EXERCISE BRIEF >>
Write the next part of the text on copper's antimicrobial role in public health, starting after its final sentence.

PASSAGE TO READ Block Start

The following content is sponsored by Teck
Copper’s Essential Role in Protecting Public Health
Every day, high-touch surfaces present health risks to people in public spaces, and especially the most vulnerable in healthcare. In fact, of every 100 hospitalized patients at any given time, seven will get at least one healthcare-acquired or “hospital infection”.
With naturally antimicrobial properties, copper can kill up to 99.9% of bacteria on surfaces within two hours of exposure and slow the spread of diseases.
In this infographic from our sponsor Teck, we explore copper’s bacteria-fighting abilities and its crucial role in public health.
How Copper Kills Bacteria
Due to its powerful antimicrobial properties, copper kills bacteria in sequential steps:
- First, copper ions on the surface are recognized by the bacteria as an essential nutrient and enter cell.
- Then, a lethal dose of copper ions interferes with normal cell functions.
- Finally, the copper binds to the enzymes, impeding the cell from breathing, eating, digesting, or creating energy.
This rapid killing mechanism prevents cells from replicating on copper surfaces and significantly reduces the amount of bacteria living on the surface.
Antimicrobial copper is effective against bacteria that causes common diseases like staph infections and E. coli that causes foodborne illness. The metal continuously kills bacteria and never wears out.

PASSAGE TO READ Block End
SOURCE INFORMATION Block Start

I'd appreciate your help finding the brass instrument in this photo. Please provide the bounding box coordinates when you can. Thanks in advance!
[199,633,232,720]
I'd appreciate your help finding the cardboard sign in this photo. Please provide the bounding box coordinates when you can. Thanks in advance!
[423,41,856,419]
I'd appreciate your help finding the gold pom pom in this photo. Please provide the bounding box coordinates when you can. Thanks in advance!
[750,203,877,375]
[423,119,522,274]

SOURCE INFORMATION Block End

OUTPUT FOR THIS EXERCISE >>
Besides bacteria, researchers are currently studying copper’s impacts on the virus that causes COVID-19. A previous study suggested that SARS-CoV-2 was completely destroyed within four hours on copper surfaces, as compared to 24 hours on cardboard, and up to three days on plastic and stainless steel. Pre-pandemic studies also demonstrated copper’s ability to kill other coronaviruses.
The Applications of Antimicrobial Copper
Institutions around the world have already deployed antimicrobial copper solutions relating to hospitals, fitness centers, mass transit systems, schools, professional sports teams, office buildings, restaurants, and more.
To date, antimicrobial copper has been installed in more than 300 healthcare facilities around the world. Taking the reduced costs of shorter patient stay and treatment into consideration, the payback time for installing copper fittings is only two months, according to an independent study by the University of York’s Health Economics Consortium.
In Canada, Teck has worked with its partners to install antimicrobial copper coatings on high-touch surfaces in hospitals, educational buildings and transit.
The Stanley Cup champions Los Angeles Kings have installed antimicrobial copper surfaces in their strength and training facility in California. Furthermore, over 50 water bottle filling stations made from antimicrobial copper can also be found throughout the Hartsfield-Jackson International Airport in Atlanta.
Copper’s Role in Public Health
While many hospitals and other institutions are already using copper fittings, others are still not aware of its impactful properties.
As awareness increases, copper can become a simple but effective material to help control the spread of infections.